* Work required *
Every line from the one with "Query: parked car" through the end of the records below should be restated word for word, and nothing outside that span.

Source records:
◇ ◇ ◇

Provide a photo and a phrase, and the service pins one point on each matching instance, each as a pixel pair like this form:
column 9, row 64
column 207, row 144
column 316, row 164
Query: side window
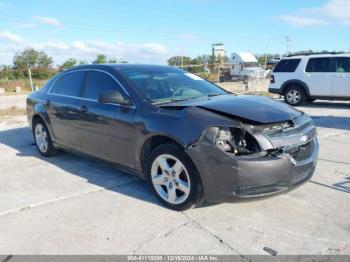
column 319, row 65
column 69, row 84
column 342, row 64
column 98, row 82
column 287, row 65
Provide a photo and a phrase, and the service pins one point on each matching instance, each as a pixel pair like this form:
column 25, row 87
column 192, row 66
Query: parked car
column 189, row 138
column 311, row 77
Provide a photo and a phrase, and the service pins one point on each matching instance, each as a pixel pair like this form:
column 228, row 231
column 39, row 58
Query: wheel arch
column 152, row 142
column 41, row 116
column 295, row 82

◇ ◇ ◇

* Reply *
Query: parked car
column 189, row 138
column 311, row 77
Provide a photo and a phrase, and the service pins one point on each matching instance, each as a pixel pair like this form:
column 228, row 231
column 39, row 58
Query: wheel arch
column 152, row 142
column 41, row 116
column 295, row 82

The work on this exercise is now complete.